Records shown:
┌────────
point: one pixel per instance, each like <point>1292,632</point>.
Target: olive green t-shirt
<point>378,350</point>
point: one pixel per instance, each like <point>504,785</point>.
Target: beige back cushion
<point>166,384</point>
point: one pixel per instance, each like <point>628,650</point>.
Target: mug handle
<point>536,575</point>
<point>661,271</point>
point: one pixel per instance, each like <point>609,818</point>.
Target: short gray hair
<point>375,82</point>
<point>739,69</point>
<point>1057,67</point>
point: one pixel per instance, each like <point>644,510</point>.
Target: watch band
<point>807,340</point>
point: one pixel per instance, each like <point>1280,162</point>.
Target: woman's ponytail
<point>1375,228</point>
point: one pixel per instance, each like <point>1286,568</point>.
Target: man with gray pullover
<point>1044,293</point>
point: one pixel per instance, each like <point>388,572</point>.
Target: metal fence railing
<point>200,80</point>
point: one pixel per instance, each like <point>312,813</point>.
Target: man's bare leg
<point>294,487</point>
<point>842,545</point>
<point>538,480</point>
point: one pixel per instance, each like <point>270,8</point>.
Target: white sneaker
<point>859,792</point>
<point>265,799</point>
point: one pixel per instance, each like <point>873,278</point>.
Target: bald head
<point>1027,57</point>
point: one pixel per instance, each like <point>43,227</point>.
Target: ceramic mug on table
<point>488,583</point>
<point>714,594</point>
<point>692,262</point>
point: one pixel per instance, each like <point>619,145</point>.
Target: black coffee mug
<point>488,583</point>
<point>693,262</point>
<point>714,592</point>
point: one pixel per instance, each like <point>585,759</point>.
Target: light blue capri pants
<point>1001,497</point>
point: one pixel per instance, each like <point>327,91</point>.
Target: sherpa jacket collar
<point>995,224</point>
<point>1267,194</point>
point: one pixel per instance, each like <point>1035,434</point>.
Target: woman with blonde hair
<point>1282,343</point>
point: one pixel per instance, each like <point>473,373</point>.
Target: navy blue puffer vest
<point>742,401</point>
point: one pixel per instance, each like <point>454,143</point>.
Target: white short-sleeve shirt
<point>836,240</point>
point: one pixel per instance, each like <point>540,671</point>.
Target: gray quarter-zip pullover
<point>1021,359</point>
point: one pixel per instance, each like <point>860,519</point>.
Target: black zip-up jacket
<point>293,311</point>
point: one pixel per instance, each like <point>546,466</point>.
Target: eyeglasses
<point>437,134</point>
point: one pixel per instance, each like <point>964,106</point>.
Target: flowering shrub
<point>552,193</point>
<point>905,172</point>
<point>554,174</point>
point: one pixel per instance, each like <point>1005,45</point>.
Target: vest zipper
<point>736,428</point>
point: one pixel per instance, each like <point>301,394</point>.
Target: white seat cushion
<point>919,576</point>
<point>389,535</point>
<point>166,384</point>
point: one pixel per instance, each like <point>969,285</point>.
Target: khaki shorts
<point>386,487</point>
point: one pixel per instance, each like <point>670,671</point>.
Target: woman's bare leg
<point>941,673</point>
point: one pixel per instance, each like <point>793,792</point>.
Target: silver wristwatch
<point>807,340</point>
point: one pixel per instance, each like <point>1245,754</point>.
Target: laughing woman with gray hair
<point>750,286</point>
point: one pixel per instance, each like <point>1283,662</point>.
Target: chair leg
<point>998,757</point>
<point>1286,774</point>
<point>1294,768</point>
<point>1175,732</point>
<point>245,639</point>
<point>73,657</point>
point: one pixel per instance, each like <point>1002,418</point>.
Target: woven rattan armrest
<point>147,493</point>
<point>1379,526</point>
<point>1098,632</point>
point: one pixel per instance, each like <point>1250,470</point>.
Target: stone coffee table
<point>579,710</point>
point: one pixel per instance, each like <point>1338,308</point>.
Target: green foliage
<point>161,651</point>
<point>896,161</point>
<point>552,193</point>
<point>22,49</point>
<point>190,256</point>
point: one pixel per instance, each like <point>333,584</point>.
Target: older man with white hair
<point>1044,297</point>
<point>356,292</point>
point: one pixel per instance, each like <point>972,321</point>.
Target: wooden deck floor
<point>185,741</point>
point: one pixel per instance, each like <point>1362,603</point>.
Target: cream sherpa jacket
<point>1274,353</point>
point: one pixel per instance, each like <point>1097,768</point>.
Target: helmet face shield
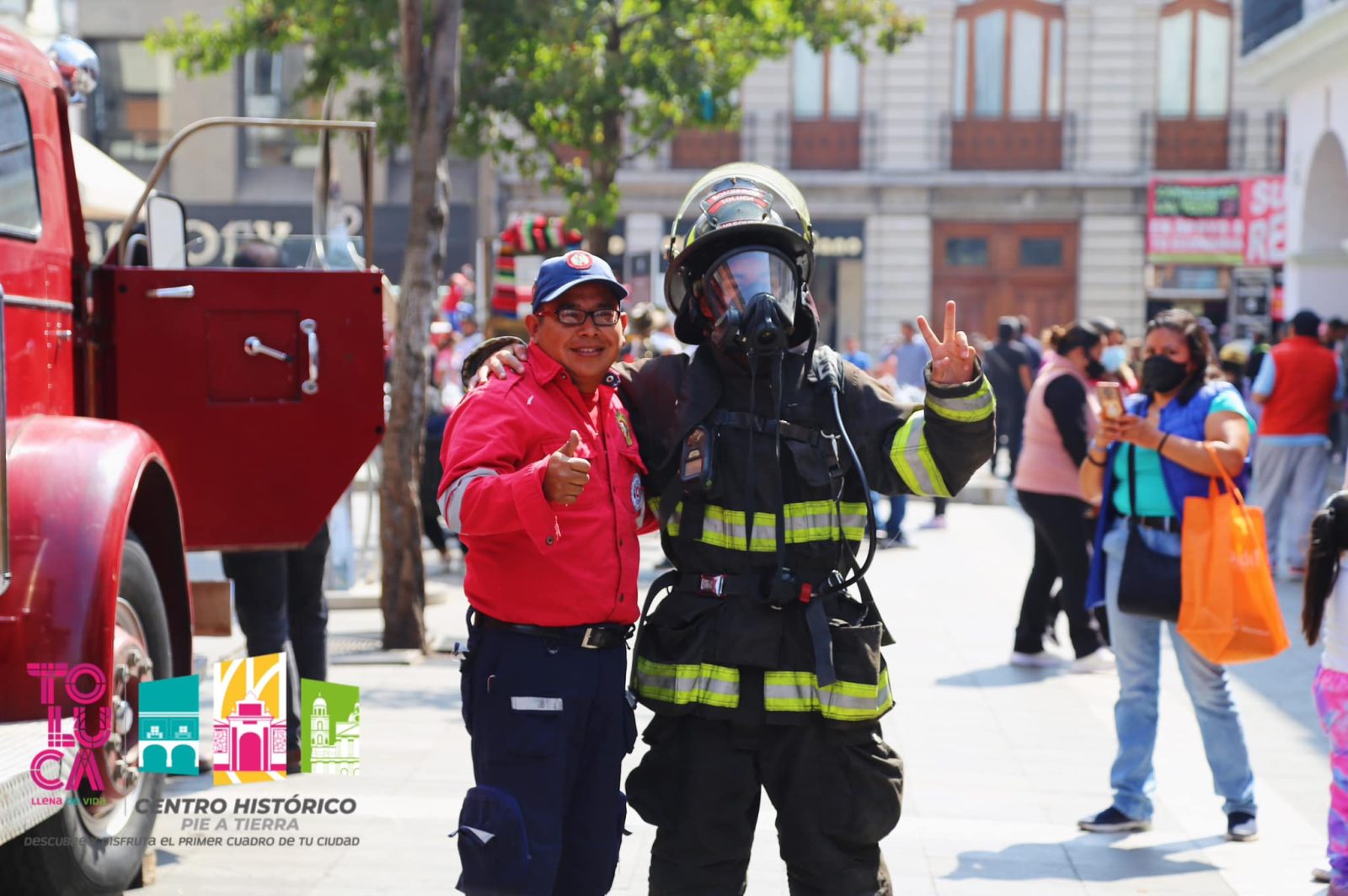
└────────
How to complete this task: Going down the listing above, begin printing at the line with "point: one pixel per instance, each like <point>546,466</point>." and finish with the line with "point: one pixel per instance, each like <point>301,394</point>.", exactly as they appear.

Answer to this exercise:
point: one pixel per instance, each like <point>546,466</point>.
Target: eyeglasses
<point>437,134</point>
point: one pixel per instance, each like <point>964,106</point>.
Target: flowering shrub
<point>552,193</point>
<point>905,172</point>
<point>554,174</point>
point: one pixel per instance, each like <point>1005,45</point>.
Target: vest zipper
<point>736,428</point>
point: one pixel per instance, each like <point>301,394</point>.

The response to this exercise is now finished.